Перед Новым годом, когда Европейский университет готовился к предстоящему суду с Рособрнадзором за свою образовательную лицензию, которую этот надзорный орган пытается аннулировать, Смольный преподнес вузу очередной «подарок»: комитет по имущественным отношениям заявил о расторжении договора аренды и выселении университета из здания на Гагаринской улице, 3. Правда, уже 19 января 2017 года Арбитражный суд Петербурга и Ленобласти запретил Росреестру регистрировать прекращение договора аренды особняка. Но этот запрет не снимает главной угрозы — Европейскому университету по-прежнему грозит выселение и, как следствие, прекращение работы.
Дворец раздора
Дворец Кушелева-Безбородко на Гагаринской улице, который Европейскому университету передал в аренду еще Анатолий Собчак, — памятник федерального значения. До университета, еще с конца 1920-х годов, его занимал Институт охраны труда. Именно эта организация в течение многих десятилетий активно перестраивала и перепланировала дворец и даже пристроила к нему отдельное помещение для хранения химических реактивов и проведения опытов. Европейский университет, переехав во дворец, долгое время соседствовал с остатками Института охраны труда (последняя комната была передана университету только весной 2015 года). Естественно, что университет взял на себя все обязательства по сохранению и реставрации здания.
-------------------------
__Задания__:
1) Какая организация, согласно тексту о Европейском университете, занимала дворец Кушелева-Безбородко начиная с конца 1920-х годов?
2) Напишите продолжение текста о Европейском университете, начиная сразу после его последнего предложения.
Приведенные далее записи взяты из другого источника.
-------------------------
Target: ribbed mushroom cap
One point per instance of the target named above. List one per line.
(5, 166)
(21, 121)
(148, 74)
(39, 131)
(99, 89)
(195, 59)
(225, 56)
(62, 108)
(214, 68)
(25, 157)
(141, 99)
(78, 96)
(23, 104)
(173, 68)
-------------------------
__Ответы__:
1) Институт охраны труда.

2)
При губернаторе Валентине Матвиенко Европейский университет подписал с правительством города договор аренды на 15 лет, до 2024 года, а почти три года назад, чтобы получить право на реализацию проекта по приспособлению здания для нужд образовательного процесса, вуз заключил с городом договор аренды на 49 лет. Был объявлен и проведен международный архитектурный конкурс на лучший проект адаптации дворца, который выиграл французский архитектор Жан-Мишель Вильмотт (автор перестройки Музея д'Орсе и Коллеж де Франс в Париже, проекта Российского православно-культурного центра).
Сейчас это один из самых крупных и уникальных инвестиционных проектов в Санкт-Петербурге, его общая стоимость по первоначальным оценкам — 2,2–2,4 млрд руб., из которых почти 700 млн Европейский университет обязан вложить в реставрацию исторической части дворца. После серии внеплановых проверок, инициированных летом 2016 года депутатом Виталием Милоновым, все эти проекты могут пойти прахом, и город лишится не только солидных инвестиций, средств на реставрацию, десятков рабочих мест, но и уникального вуза.
В пресс-службе комитета по имущественным отношениям Санкт-Петербурга корреспонденту NT сказали, что договор аренды с университетом расторгается в связи с тем, что вуз нарушил условия договора в части ненадлежащего содержания — произвел незаконные перепланировки, установил неутвержденные пластиковые окна. О чем еще осенью, в конце октября 2016 года, Дзержинским районным судом было вынесено решение, и университету выписан штраф в размере 200 тыс. руб. «Но мы не требуем немедленного выселения, — заверила NT пресс-секретарь комитета Ольга Барашкина. — Установлены сроки — 15 марта, когда спор будет заслушан в Арбитражном суде Петербурга и Ленинградской области».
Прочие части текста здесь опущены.